Records —
::::
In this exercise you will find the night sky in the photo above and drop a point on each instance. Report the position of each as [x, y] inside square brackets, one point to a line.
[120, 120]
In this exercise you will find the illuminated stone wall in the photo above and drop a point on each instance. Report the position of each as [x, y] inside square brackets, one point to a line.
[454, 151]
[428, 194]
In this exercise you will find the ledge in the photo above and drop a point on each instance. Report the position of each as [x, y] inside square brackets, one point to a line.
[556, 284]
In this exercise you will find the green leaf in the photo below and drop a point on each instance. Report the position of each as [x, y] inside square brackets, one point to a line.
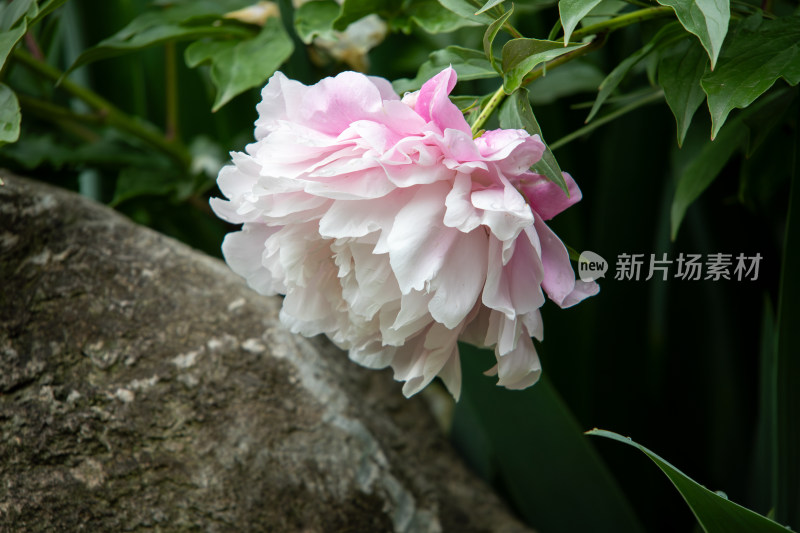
::::
Exercise objective — Could you rewrite all of the material above, changing "drop a point" to "place a marker" everywhere and keeping everything else as it is? Leave the pictures out of your version.

Problem solution —
In this exercise you will find the night sky in the photo above and place a marker on each instance. Report the position of each as [x, y] inside square brackets, one point to a line.
[120, 120]
In this exercise you will find the illuminated stone wall in the photo above and place a marker on each instance. Report the position of each as [x, y] inside square brackets, one point to a line.
[454, 151]
[428, 194]
In this exercise you will find the ledge in the photo above and place a marker on each instance. Report the position of each as [x, y] inside square brackets, one point to a line.
[556, 284]
In this exercise you will find the green leaf in the photo below and place a marker on each instance. Report the position of each as [x, y] inside square brackets, one point to a line.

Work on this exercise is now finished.